TO DO:
Turn every line of the data below into a JSON list of strings, one string per line, leaving out blank lines and any pictures.

DATA SUPPLIED:
- - -
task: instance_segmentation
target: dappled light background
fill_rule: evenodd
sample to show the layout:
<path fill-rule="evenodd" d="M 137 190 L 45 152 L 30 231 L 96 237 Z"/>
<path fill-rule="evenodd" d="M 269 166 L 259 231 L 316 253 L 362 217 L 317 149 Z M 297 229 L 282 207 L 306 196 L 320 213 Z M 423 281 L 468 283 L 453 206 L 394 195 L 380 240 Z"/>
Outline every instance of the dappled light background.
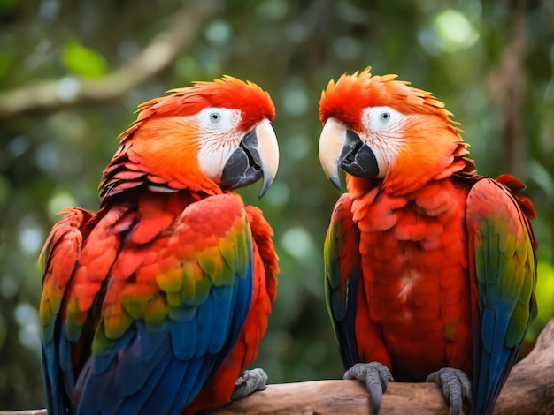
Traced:
<path fill-rule="evenodd" d="M 166 30 L 183 13 L 192 23 L 176 30 L 189 39 L 173 44 Z M 321 253 L 340 192 L 319 166 L 318 103 L 330 79 L 368 65 L 444 102 L 481 174 L 527 185 L 535 338 L 554 313 L 553 41 L 550 0 L 0 0 L 0 411 L 44 406 L 37 258 L 58 214 L 97 208 L 102 170 L 140 102 L 224 73 L 259 84 L 277 110 L 275 182 L 261 200 L 259 184 L 240 191 L 273 226 L 281 258 L 257 361 L 270 382 L 342 374 Z M 87 82 L 97 87 L 83 95 Z"/>

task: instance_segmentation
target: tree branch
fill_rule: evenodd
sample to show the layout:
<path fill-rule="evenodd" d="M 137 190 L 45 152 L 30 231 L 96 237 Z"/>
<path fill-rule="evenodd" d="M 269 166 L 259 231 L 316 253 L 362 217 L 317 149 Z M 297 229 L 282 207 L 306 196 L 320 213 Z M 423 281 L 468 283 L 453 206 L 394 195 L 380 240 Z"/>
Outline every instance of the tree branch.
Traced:
<path fill-rule="evenodd" d="M 53 111 L 83 102 L 115 100 L 175 61 L 196 39 L 202 24 L 217 11 L 218 0 L 195 0 L 181 9 L 173 25 L 155 36 L 140 55 L 100 79 L 67 75 L 0 93 L 0 119 L 32 111 Z"/>
<path fill-rule="evenodd" d="M 517 364 L 500 394 L 495 415 L 554 413 L 554 320 L 546 326 L 531 353 Z M 261 392 L 233 402 L 215 415 L 256 413 L 367 415 L 370 401 L 358 381 L 314 381 L 269 385 Z M 389 385 L 383 395 L 383 415 L 448 413 L 446 402 L 435 383 Z M 469 413 L 465 407 L 464 414 Z M 46 411 L 18 411 L 0 415 L 46 415 Z"/>

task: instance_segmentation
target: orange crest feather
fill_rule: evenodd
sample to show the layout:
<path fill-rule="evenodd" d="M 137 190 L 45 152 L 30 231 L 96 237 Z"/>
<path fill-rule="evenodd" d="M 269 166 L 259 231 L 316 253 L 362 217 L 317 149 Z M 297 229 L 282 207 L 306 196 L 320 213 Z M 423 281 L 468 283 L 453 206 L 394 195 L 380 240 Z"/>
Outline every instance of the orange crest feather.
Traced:
<path fill-rule="evenodd" d="M 191 116 L 208 107 L 240 109 L 241 130 L 247 132 L 258 122 L 275 118 L 275 107 L 269 94 L 250 81 L 225 75 L 212 82 L 196 81 L 193 87 L 167 91 L 171 95 L 154 98 L 139 105 L 135 123 L 151 117 Z"/>
<path fill-rule="evenodd" d="M 451 122 L 452 114 L 444 109 L 432 93 L 410 87 L 410 82 L 396 80 L 397 75 L 372 76 L 371 67 L 352 75 L 342 74 L 330 80 L 321 93 L 319 118 L 340 119 L 348 128 L 361 129 L 362 112 L 367 107 L 388 106 L 403 114 L 435 113 Z"/>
- - -
ANSWER TO THE PROBLEM:
[
  "task: instance_segmentation",
  "target: dappled light background",
  "fill_rule: evenodd",
  "sample to show the layout:",
  "<path fill-rule=\"evenodd\" d=\"M 137 190 L 45 152 L 30 231 L 96 237 Z\"/>",
  "<path fill-rule=\"evenodd\" d=\"M 269 166 L 259 231 L 316 253 L 362 217 L 317 149 Z M 297 229 L 282 207 L 306 196 L 320 213 Z M 423 281 L 468 283 L 453 206 L 394 195 L 380 240 Z\"/>",
  "Outline every instance of the dappled light background.",
  "Traced:",
  "<path fill-rule=\"evenodd\" d=\"M 166 30 L 183 13 L 192 23 L 176 30 L 189 39 L 173 44 Z M 321 253 L 340 192 L 319 166 L 318 103 L 330 79 L 368 65 L 444 102 L 481 174 L 527 185 L 535 338 L 554 313 L 553 41 L 550 0 L 0 0 L 0 411 L 44 406 L 37 258 L 58 214 L 97 208 L 102 170 L 140 102 L 224 73 L 259 84 L 277 110 L 275 182 L 261 200 L 259 184 L 240 191 L 273 226 L 281 258 L 257 361 L 270 382 L 342 374 Z M 87 82 L 97 87 L 83 95 Z\"/>",
  "task: instance_segmentation",
  "target: tree branch",
  "fill_rule: evenodd",
  "sample to show the layout:",
  "<path fill-rule=\"evenodd\" d=\"M 137 190 L 45 152 L 30 231 L 96 237 Z\"/>",
  "<path fill-rule=\"evenodd\" d=\"M 269 166 L 259 231 L 316 253 L 362 217 L 317 149 Z M 297 229 L 282 207 L 306 196 L 320 213 Z M 423 281 L 468 283 L 453 206 L 394 195 L 380 240 Z\"/>",
  "Outline every instance of the tree branch.",
  "Traced:",
  "<path fill-rule=\"evenodd\" d=\"M 53 111 L 83 102 L 115 100 L 175 61 L 196 39 L 202 24 L 217 11 L 218 0 L 195 0 L 181 9 L 173 25 L 155 36 L 140 55 L 100 79 L 67 75 L 0 93 L 0 119 L 32 111 Z\"/>",
  "<path fill-rule=\"evenodd\" d=\"M 517 364 L 500 394 L 495 415 L 554 413 L 554 320 L 546 326 L 531 353 Z M 261 392 L 233 402 L 215 415 L 256 413 L 367 415 L 370 401 L 358 381 L 314 381 L 269 385 Z M 389 385 L 383 395 L 383 415 L 448 413 L 446 402 L 435 383 Z M 469 413 L 465 407 L 464 414 Z M 46 411 L 18 411 L 0 415 L 46 415 Z\"/>",
  "task: instance_segmentation",
  "target: orange crest feather",
  "fill_rule: evenodd",
  "sample to show the layout:",
  "<path fill-rule=\"evenodd\" d=\"M 137 190 L 45 152 L 30 231 L 96 237 Z\"/>",
  "<path fill-rule=\"evenodd\" d=\"M 269 166 L 259 231 L 316 253 L 362 217 L 317 149 Z M 297 229 L 282 207 L 306 196 L 320 213 Z M 423 281 L 468 283 L 453 206 L 394 195 L 380 240 Z\"/>",
  "Outline every instance of the orange crest feather.",
  "Traced:",
  "<path fill-rule=\"evenodd\" d=\"M 191 116 L 208 107 L 240 109 L 241 130 L 247 132 L 258 122 L 275 118 L 275 107 L 269 94 L 250 81 L 225 75 L 212 82 L 196 81 L 193 87 L 167 91 L 171 95 L 154 98 L 139 105 L 135 123 L 151 117 Z\"/>",
  "<path fill-rule=\"evenodd\" d=\"M 451 122 L 452 114 L 444 109 L 432 93 L 410 87 L 410 82 L 396 80 L 397 75 L 372 76 L 371 67 L 352 75 L 342 74 L 330 80 L 321 93 L 319 118 L 340 119 L 348 128 L 361 129 L 362 112 L 367 107 L 388 106 L 403 114 L 435 113 Z\"/>"
]